Object position labeling entries:
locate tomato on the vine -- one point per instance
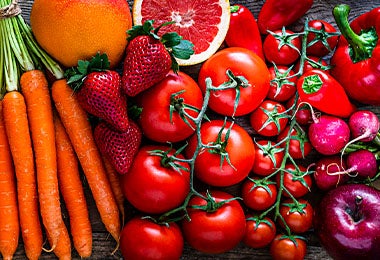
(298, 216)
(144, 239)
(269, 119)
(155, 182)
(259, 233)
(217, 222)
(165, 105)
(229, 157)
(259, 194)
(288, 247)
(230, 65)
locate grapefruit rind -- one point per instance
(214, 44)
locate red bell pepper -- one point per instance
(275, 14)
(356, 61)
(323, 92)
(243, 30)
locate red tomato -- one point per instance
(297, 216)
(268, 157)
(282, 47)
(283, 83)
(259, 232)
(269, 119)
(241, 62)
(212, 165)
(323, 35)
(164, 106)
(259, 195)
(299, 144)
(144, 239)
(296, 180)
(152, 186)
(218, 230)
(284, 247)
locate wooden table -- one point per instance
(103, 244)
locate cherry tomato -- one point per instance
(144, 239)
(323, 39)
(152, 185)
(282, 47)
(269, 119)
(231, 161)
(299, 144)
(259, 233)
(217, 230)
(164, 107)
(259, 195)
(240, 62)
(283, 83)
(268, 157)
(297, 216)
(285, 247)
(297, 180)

...

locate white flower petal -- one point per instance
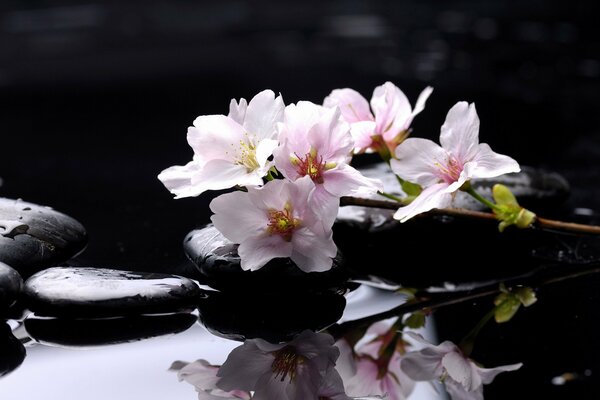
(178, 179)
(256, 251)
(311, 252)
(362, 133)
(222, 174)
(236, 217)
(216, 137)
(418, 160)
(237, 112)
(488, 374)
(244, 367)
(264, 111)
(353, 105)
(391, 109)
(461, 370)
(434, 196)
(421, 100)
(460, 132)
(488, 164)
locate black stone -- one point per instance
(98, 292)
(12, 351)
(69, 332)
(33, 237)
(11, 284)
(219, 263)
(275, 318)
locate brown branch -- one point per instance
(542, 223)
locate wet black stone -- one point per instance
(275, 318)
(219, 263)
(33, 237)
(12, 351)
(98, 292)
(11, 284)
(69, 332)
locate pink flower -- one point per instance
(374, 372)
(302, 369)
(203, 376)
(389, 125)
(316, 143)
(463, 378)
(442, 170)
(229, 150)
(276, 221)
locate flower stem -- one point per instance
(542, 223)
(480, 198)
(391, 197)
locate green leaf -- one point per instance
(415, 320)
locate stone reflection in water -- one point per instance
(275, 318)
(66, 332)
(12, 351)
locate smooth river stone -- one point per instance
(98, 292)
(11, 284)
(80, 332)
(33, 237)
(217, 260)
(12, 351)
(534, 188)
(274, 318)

SHORT TASK - Return each line of the listing above that contains the word "black".

WRITTEN SOLUTION -
locate black stone -- one point per instance
locate wet black stone -- one point per instance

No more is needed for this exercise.